## Given data:
══════════

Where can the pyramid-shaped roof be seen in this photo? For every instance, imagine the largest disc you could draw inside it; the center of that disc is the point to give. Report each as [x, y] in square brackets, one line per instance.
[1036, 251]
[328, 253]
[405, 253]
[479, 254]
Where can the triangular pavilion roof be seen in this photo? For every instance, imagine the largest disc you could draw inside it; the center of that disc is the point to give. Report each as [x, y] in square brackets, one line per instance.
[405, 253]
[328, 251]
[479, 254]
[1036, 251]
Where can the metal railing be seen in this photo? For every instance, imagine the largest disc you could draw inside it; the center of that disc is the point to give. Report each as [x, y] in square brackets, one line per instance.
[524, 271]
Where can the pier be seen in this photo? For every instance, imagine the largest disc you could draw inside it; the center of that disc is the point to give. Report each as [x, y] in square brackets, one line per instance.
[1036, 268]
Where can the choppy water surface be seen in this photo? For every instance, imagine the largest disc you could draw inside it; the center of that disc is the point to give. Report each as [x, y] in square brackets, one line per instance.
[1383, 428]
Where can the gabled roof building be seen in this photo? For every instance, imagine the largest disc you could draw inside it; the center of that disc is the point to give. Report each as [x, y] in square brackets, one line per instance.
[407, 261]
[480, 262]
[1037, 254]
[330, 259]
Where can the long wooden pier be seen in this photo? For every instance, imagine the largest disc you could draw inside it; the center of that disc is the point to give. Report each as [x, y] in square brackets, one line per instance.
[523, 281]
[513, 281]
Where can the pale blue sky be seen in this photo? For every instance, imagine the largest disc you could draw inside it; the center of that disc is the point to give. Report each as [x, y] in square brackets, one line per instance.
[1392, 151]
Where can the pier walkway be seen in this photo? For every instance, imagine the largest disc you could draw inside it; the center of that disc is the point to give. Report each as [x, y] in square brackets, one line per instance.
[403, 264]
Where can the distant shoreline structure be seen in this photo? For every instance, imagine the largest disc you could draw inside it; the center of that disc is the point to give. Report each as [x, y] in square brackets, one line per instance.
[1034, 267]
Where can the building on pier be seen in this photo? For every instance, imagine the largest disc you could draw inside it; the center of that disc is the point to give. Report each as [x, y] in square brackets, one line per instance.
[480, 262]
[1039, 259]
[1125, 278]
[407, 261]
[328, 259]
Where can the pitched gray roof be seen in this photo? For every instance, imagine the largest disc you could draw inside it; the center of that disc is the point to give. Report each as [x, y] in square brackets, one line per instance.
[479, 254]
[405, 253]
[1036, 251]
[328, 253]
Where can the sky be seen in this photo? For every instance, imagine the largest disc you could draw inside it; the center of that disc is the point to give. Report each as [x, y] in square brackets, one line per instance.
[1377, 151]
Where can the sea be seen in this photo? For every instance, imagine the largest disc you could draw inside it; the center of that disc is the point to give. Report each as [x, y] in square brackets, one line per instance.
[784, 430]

══════════

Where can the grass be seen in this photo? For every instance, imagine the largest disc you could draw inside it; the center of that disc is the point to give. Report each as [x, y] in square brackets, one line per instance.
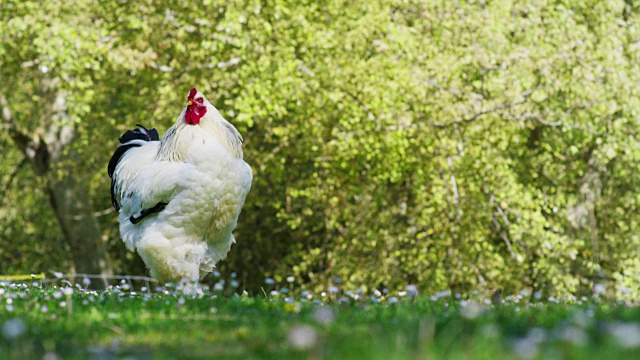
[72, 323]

══════════

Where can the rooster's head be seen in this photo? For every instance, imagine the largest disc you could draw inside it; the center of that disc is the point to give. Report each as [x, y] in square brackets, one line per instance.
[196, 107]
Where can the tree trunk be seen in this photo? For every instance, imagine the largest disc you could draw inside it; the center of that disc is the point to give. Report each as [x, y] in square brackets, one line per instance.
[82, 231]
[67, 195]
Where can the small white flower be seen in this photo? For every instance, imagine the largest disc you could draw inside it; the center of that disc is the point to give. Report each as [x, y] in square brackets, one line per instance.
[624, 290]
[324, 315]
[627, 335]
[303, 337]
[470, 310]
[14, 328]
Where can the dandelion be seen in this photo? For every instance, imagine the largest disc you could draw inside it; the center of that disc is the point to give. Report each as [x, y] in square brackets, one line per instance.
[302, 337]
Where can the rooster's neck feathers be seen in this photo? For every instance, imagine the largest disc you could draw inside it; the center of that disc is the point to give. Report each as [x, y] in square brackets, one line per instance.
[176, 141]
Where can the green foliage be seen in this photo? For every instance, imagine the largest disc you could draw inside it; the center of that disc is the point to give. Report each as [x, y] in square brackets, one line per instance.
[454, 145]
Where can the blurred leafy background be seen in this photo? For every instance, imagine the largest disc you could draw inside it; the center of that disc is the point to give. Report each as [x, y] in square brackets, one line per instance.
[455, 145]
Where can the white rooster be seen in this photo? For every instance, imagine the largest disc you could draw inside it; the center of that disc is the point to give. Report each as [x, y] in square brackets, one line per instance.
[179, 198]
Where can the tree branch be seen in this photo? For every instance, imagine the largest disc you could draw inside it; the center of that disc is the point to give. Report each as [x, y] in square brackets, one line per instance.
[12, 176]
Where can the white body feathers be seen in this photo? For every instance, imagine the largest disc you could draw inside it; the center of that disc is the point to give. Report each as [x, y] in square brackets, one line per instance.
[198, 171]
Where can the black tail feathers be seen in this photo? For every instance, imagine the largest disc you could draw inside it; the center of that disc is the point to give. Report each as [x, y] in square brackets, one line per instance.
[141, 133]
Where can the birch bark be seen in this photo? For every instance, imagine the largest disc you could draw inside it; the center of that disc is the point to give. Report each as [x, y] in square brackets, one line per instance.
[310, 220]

══════════

## Your task:
Scale the entries from the line with "Where can the pyramid-shaped" to the line with "[1036, 268]", both included, and write all of those lines again with the requests unchanged. Multiply every x and y coordinate in the answers by 0.6 and round each to a whole number, with halves going up.

## Answer to the exercise:
Where can the pyramid-shaped roof be seen in this photo? For every instance, imagine the largest disc you could draw inside it; the center of that disc is the point to give. Report each as [x, y] in square brackets, one line per instance.
[622, 151]
[197, 152]
[243, 152]
[287, 152]
Where can the triangular pavilion roof be seen in this photo? For every instance, imagine the largest disc you could draw inside it; the center of that disc is the point to give. Report each as [x, y] in square brackets, one line per instance.
[243, 152]
[197, 151]
[287, 152]
[622, 151]
Where can the metal railing be seen in this photo? For every instance, imagine the largest disc you could draw inside it; the center of that disc is the point to give. Report each as [x, y] in square brackets, one line per instance.
[314, 163]
Where can the pier be seen in this photo? For every instance, imagine the largest disc you could draw inside it; the center of that disc is the point to give. Report each as [x, y] in square brackets, one line per instance.
[622, 161]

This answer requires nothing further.